* [AUFGABENSTELLUNG]: Geben Sie aus dem folgenden Text zur verfestigten Lebensgemeinschaft nach § 1579 Nr. 2 BGB alles von „3. Vor dem Ablauf“ bis einschließlich „gemeinsamen erheblichen Investitionen.“ wortgetreu wieder.

### TEXTAUSZUG ###

1. Eine verfestigte Lebensgemeinschaft im Sinne von § 1579 Nr. 2 BGB kann angenommen werden, wenn objektive, nach außen tretende Umstände wie etwa ein über einen längeren Zeitraum hinweg geführter gemeinsamer Haushalt, das Erscheinungsbild in der Öffentlichkeit, größere gemeinsame Investitionen wie der Erwerb eines gemeinsamen Familienheims oder die Dauer der Verbindung den Schluß auf eine verfestigte Lebensgemeinschaft nahelegen. Es kommt darauf an, ob die Partner ihre Lebensgemeinschaft so aufeinander eingestellt haben, daß sie wechselseitig füreinander einstehen, indem sie sich gegenseitig Hilfe und Unterstützung gewähren, und damit das Zusammenleben ähnlich gestalten wie Ehegatten. § 1579 Nr. 2 BGB knüpft an rein objektive Gegebenheiten an, und ist keine Sanktion für vorwerfbares Fehlverhalten des Unterhaltsberechtigten.
2. Entscheidend ist darauf abzustellen, daß der unterhaltsberechtigte frühere Ehegatte sich durch eine verfestigte neue Lebensgemeinschaft endgültig aus der ehelichen Solidarität herauslöst und zu erkennen gibt, daß er diese nicht mehr benötigt.
3. Vor dem Ablauf einer gewissen Mindestdauer wird sich in der Regel nicht verläßlich beurteilen lassen, ob die Partner nur »probeweise« zusammenleben, oder ob sie auf Dauer in einer gefestigten Gemeinschaft leben. Je fester allerdings die Verbindung nach außen in Erscheinung tritt, umso kürzer wird die erforderliche Zeitspanne anzunehmen sein.
4. Nach der Rechtsprechung des Bundesgerichtshofes können die Voraussetzungen für die Anwendung von § 1579 Nr. 2 BGB erst nach einer Dauer von regelmäßig zwei bis drei Jahren angenommen werden können. Die Zeitspanne kann kürzer sein, wenn aufgrund besonderer Umstände schon früher auf eine hinreichende Verfestigung geschlossen werden kann, insbesondere bei einer bereits umgesetzten gemeinsamen Lebensplanung, etwa in Form von gemeinsamen erheblichen Investitionen.
5. Bei einer Beziehung, die nicht überwiegend durch ein Zusammenwohnen und auch nicht durch ein gemeinsames Wirtschaften geprägt ist, ist eine verfestigte Beziehung etwa dann erreicht, wenn die Partner seit fünf Jahren in der Öffentlichkeit, bei gemeinsamen Urlauben und der Freizeitgestaltung als Paar auftreten, und Feiertage und Familienfeste zusammen mit Familienangehörigen verbringen.

### BEREITGESTELLTE DATENSÄTZE ###

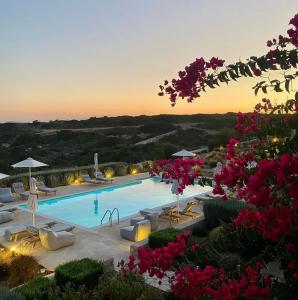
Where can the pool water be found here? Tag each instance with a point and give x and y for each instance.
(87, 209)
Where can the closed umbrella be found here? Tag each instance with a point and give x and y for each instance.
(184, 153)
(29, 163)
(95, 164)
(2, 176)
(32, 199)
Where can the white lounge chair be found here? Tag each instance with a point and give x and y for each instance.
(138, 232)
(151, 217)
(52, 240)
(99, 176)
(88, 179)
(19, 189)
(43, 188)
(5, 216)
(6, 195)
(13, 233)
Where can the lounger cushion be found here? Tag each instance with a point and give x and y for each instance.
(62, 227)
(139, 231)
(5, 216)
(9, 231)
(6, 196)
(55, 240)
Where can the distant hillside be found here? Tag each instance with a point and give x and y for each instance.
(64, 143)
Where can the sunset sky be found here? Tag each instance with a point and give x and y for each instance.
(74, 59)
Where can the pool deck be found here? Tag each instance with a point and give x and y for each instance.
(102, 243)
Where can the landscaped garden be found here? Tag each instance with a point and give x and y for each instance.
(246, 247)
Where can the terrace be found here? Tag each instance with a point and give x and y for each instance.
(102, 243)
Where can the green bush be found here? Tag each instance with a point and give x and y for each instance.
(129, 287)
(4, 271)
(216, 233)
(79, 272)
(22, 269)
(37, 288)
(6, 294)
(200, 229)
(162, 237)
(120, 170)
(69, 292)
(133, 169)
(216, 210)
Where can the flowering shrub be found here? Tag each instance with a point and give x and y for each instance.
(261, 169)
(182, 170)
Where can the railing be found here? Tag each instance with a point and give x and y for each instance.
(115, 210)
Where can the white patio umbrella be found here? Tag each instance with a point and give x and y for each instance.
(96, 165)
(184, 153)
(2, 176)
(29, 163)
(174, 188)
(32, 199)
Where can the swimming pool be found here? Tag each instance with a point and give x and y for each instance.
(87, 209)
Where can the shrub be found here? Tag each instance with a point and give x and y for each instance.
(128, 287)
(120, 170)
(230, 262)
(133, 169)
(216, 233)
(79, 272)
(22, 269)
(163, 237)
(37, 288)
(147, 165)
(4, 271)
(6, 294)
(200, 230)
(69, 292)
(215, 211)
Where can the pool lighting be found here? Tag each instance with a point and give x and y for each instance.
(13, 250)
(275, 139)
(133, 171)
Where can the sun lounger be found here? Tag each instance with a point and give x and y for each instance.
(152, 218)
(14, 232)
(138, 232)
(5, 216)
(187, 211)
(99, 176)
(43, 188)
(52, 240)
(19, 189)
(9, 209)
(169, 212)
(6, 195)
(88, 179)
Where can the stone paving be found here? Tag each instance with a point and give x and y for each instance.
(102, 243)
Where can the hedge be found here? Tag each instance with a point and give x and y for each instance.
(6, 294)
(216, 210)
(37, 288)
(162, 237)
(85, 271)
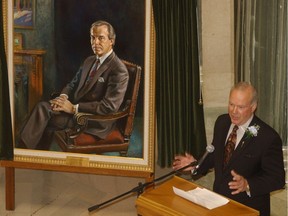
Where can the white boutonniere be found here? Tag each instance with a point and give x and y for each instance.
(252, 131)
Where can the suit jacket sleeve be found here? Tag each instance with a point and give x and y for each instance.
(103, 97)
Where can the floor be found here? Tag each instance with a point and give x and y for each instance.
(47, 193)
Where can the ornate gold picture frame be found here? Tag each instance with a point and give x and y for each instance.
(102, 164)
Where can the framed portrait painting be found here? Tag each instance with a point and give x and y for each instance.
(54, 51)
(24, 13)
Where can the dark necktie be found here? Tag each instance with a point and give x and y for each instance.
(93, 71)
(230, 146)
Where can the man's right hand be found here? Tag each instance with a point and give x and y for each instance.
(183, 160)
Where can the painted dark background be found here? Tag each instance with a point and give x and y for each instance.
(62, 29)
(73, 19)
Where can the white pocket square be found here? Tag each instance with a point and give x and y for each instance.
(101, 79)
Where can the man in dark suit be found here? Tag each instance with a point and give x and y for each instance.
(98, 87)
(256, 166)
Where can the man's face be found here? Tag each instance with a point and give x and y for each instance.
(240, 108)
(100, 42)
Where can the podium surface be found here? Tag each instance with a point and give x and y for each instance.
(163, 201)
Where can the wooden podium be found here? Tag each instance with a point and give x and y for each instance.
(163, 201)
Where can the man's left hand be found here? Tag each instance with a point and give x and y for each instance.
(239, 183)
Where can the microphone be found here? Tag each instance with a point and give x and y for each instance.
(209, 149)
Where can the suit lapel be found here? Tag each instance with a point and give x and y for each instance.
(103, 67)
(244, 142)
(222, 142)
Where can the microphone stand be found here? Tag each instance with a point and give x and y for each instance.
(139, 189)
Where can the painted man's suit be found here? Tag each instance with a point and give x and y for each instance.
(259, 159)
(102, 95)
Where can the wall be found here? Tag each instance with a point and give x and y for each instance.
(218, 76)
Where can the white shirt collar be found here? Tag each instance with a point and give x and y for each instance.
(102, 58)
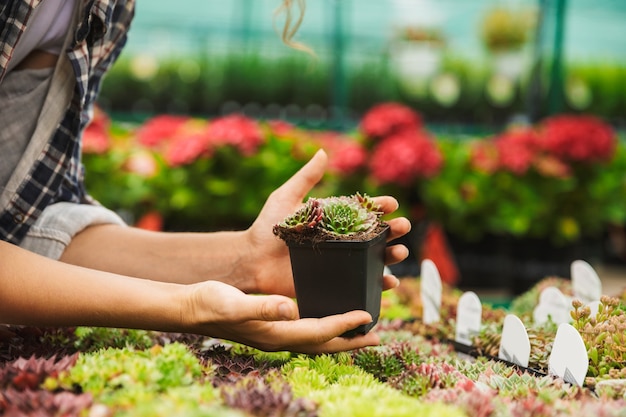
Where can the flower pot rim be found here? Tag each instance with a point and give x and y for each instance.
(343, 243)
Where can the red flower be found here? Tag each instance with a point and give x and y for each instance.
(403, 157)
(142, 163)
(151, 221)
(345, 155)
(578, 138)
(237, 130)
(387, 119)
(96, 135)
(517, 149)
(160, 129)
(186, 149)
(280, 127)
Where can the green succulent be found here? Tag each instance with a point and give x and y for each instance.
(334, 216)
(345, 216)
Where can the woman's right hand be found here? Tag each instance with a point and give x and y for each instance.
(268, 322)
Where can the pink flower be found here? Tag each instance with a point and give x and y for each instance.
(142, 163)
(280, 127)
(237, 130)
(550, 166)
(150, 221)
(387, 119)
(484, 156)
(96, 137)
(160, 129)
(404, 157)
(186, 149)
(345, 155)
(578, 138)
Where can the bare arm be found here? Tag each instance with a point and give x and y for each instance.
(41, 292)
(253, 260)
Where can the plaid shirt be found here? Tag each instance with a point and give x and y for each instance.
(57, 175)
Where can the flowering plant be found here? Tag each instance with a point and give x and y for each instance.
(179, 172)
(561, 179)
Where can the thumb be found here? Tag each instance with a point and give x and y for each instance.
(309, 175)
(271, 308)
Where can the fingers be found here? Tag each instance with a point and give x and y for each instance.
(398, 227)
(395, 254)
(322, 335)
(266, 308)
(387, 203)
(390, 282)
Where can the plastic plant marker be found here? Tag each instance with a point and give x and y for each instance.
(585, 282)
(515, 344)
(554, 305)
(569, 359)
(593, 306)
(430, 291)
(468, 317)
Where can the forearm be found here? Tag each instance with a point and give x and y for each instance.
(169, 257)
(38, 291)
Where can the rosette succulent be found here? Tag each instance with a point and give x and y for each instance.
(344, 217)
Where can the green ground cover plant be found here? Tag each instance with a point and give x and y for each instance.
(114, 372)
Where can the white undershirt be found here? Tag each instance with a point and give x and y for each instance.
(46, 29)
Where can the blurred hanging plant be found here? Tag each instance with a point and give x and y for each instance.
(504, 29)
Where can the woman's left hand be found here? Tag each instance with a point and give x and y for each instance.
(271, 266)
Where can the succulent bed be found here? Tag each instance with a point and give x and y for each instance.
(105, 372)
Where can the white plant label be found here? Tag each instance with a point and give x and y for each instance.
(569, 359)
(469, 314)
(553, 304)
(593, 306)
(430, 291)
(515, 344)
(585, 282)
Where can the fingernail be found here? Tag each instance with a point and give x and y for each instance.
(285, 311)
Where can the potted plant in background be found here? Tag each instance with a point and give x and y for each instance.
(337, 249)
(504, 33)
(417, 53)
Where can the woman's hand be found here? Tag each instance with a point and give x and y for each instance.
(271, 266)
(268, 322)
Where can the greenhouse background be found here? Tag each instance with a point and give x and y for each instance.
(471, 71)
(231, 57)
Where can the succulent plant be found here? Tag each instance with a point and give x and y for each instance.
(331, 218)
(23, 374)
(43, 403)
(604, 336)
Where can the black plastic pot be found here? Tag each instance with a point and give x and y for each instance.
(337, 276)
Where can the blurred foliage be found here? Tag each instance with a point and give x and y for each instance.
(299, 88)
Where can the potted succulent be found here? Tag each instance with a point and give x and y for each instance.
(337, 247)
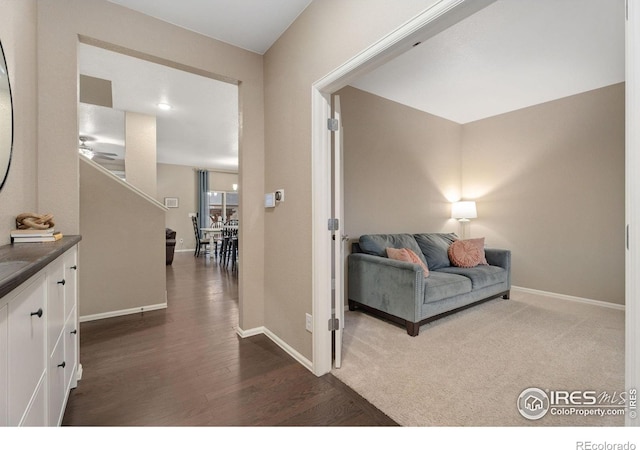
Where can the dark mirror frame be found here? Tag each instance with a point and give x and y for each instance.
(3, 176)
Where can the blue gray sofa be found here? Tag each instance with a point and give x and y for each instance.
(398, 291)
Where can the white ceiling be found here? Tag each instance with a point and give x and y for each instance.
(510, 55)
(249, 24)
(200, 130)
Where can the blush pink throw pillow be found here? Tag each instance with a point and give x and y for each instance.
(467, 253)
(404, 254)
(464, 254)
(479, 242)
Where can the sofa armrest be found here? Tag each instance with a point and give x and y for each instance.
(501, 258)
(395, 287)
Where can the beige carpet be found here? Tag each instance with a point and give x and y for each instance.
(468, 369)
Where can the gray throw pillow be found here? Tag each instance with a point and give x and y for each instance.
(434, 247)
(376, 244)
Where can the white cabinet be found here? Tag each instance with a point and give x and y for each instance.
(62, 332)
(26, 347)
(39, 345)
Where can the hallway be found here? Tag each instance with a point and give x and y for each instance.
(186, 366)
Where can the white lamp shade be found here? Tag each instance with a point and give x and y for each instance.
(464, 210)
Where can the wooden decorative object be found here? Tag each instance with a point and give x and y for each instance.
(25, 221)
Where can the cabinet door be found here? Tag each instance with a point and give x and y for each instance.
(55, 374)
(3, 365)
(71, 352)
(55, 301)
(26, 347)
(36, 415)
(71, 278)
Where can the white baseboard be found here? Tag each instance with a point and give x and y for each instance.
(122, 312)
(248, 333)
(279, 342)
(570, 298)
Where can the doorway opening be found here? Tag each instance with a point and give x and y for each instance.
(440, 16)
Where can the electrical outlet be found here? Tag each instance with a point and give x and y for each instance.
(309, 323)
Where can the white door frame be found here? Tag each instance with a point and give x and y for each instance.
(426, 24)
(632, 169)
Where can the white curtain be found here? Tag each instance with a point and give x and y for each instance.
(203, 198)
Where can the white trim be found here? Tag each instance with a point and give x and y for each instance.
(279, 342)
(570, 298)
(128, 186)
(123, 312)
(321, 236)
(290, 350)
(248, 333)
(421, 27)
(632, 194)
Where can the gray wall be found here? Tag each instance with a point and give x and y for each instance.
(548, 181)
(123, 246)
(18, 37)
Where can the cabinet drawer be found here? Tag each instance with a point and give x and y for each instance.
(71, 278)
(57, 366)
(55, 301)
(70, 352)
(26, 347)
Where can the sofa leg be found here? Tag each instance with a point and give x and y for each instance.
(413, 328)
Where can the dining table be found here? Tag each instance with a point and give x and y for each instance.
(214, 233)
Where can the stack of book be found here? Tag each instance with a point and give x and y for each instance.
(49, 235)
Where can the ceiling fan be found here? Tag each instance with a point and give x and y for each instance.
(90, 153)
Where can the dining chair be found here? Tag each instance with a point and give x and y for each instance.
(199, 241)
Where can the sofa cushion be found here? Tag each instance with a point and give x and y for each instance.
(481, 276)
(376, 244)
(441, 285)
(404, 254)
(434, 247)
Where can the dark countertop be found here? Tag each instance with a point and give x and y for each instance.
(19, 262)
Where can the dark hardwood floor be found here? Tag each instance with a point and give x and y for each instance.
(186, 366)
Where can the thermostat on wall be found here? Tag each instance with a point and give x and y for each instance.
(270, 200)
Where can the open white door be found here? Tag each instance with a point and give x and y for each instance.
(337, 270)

###

* [LÖSUNG]:
3. Vor dem Ablauf einer gewissen Mindestdauer wird sich in der Regel nicht verläßlich beurteilen lassen, ob die Partner nur »probeweise« zusammenleben, oder ob sie auf Dauer in einer gefestigten Gemeinschaft leben. Je fester allerdings die Verbindung nach außen in Erscheinung tritt, umso kürzer wird die erforderliche Zeitspanne anzunehmen sein.
4. Nach der Rechtsprechung des Bundesgerichtshofes können die Voraussetzungen für die Anwendung von § 1579 Nr. 2 BGB erst nach einer Dauer von regelmäßig zwei bis drei Jahren angenommen werden können. Die Zeitspanne kann kürzer sein, wenn aufgrund besonderer Umstände schon früher auf eine hinreichende Verfestigung geschlossen werden kann, insbesondere bei einer bereits umgesetzten gemeinsamen Lebensplanung, etwa in Form von gemeinsamen erheblichen Investitionen.